━━━ Предоставленный фрагмент ━━━
Русские - [267]

Шрифт
Интервал

Некоторые социологи сообщали о незаинтересованности заводских рабочих в своем груде (вещь — теоретически невозможная по советской догме, предполагающей, что отчуждение рабочего класса есть результат капиталистических законов собственности). Другие исследователи занялись изучением социологии религии и обрядов. Были и исследования, показавшие, что молодежь интересуется материальным благополучием, успешной карьерой или заграничными путешествиями и равнодушна к политике и идеологии. Все это были весьма ограниченные исследования, проводимые в той или иной узкой области, поскольку советские социологи не имели и до сих пор не имеют возможности проводить опросы в общенациональном масштабе. Часто результаты исследований печатались в завуалированной форме в виде таблиц в академических журналах, имеющих весьма ограниченное распространение: тем не менее скрытый смысл работ мог быть понят. Более того, теоретики советской социологии начали формулировать концепции, весьма близкие к западным теориям. Все это вызвало полное надежд одобрение наиболее эрудированной части либеральной интеллигенции, которая считала развитие социологии и накопление эмпирическим путем истинных данных о советском образе жизни пробным камнем либерализации страны и важным средством для возможного осуществления реформ. Однако в 1971 г. началось новое наступление реакции и эмпирическая социология вынуждена была перейти в оборону. Как и в других областях советской интеллектуальной жизни, социологи на себе почувствовали вызванную чехословацким либерализмом реакцию консервативной советской верхушки, начавшей наступление на «ревизионистский» образ мышления и либерализацию внутри страны, а также общее наступление на интеллектуалов (особенно евреев), подписывавших письма протеста в атмосфере брожения середины и конца 60-х годов.
━━━
Что нужно сделать -
(a) В каком году, согласно фрагменту о советской социологии, началось новое наступление реакции?
(b) Напишите продолжение фрагмента о советской социологии, начав сразу после его последнего предложения.
Данные здесь никакой роли не играют.
━━━ Содержимое набора данных ━━━
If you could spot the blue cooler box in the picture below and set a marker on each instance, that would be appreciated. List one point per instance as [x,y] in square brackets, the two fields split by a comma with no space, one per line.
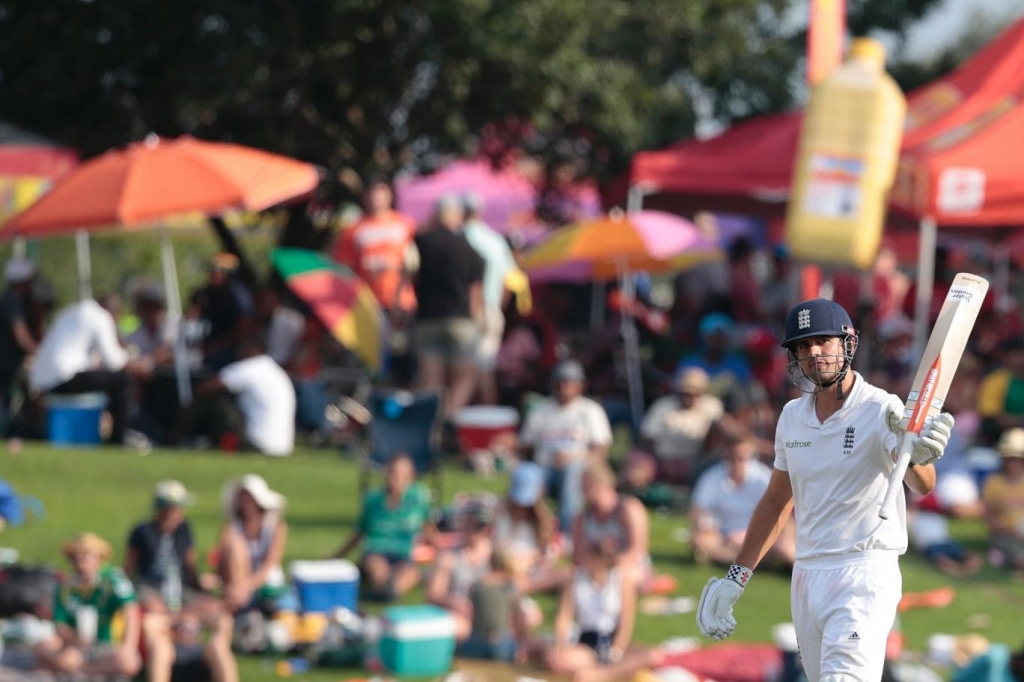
[74,419]
[417,640]
[324,586]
━━━
Ответы на задания -
(a) В 1971 году.

(b)
Саша, молодой темноволосый советский социолог, сказал мне: «В этом участвовало слишком много пытливых умов, и они (власти) решили, что должны заставить их замолчать». Мы встретились в слабоосвещенной комнате коммунальной квартиры в центре Москвы. Саша нервничал из-за того, что решился на встречу с американским корреспондентом, но ему очень хотелось рассказать историю чисток в Институте прикладных социальных исследований в Москве — самом значительном из подобных центров в стране.

Партийные комиссии, производившие расследование в конце 1971 и в 1972 гг., опрашивали сотрудников Института, заявив, как говорил Саша, о своем намерении «выполоть сорную траву». Директора вынудили уйти на пенсию и, по сашиным подсчетам, около одной трети из трехсот профессиональных социологов, работавших в Институте, было изгнано, включая тех, наиболее смелых и энергичных исследователей, которые. «спасаясь» от чистки, перешли на работу в другие институты. Затем под нажимом консерваторов приступили к ликвидации западных концепций и терминологии. Зловещим сигналом прозвучало выступление нового директора института М. Н. Руткевича в «Правде» (в сентябре 1973 г.), в котором вновь утверждалась главенствующая роль марксистско-ленинской идеологии и партийного контроля. «Социология — партийная наука, — писал Руткевич. — Социолог — марксист, будь он ученым, партийным работником или экономистом, не может выступать как «беспристрастный исследователь».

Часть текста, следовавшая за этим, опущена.